### OBJECTIVE:
Duplicate the listing below line for line, keeping every line exactly as it appears, and omit the pictures from your copy.

### DATA IN THIS EXERCISE:
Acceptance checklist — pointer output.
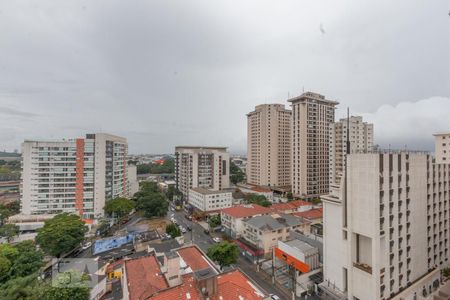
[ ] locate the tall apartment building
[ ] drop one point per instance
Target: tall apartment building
(386, 236)
(442, 147)
(312, 116)
(269, 145)
(205, 167)
(360, 138)
(76, 175)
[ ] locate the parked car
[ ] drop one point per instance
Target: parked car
(86, 246)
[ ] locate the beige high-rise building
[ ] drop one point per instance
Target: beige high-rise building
(312, 116)
(269, 145)
(386, 231)
(360, 138)
(442, 147)
(204, 167)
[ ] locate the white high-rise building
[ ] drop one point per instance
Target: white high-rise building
(360, 138)
(76, 175)
(312, 115)
(386, 236)
(204, 167)
(269, 145)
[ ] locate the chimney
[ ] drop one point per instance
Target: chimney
(206, 283)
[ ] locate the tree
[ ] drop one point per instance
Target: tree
(28, 261)
(258, 199)
(214, 221)
(61, 234)
(173, 230)
(5, 266)
(153, 205)
(7, 210)
(224, 253)
(24, 288)
(69, 285)
(290, 196)
(120, 207)
(9, 231)
(316, 201)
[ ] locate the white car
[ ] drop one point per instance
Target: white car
(86, 246)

### FULL ANSWER:
Acceptance checklist — pointer output.
[ ] locate the tall apartment building
[ ] drop one point per instance
Target: tall apartment building
(386, 236)
(442, 147)
(312, 116)
(269, 145)
(205, 167)
(360, 138)
(76, 175)
[ ] locate the parked car
[ ] drop one point per instance
Target: parked car
(86, 246)
[ ] locate the beige high-rise building
[ ] drop one point per instance
Target: beige high-rise building
(312, 116)
(269, 145)
(386, 231)
(360, 138)
(442, 147)
(204, 167)
[ ] locate the white high-rise building
[ ] drop one point per instance
Target: white high-rise building
(360, 138)
(76, 175)
(312, 115)
(386, 236)
(204, 167)
(269, 145)
[ ] locate the chimney
[ ] drop one point per instance
Target: chimney
(206, 283)
[ ] locate the tree
[ ] drop one point per instance
Target: tree
(28, 261)
(258, 199)
(214, 221)
(61, 234)
(173, 230)
(5, 266)
(153, 205)
(7, 210)
(224, 253)
(24, 288)
(69, 285)
(290, 196)
(120, 207)
(9, 231)
(316, 201)
[ ] locate the white car
[ ] drop one point per instance
Target: white car
(86, 246)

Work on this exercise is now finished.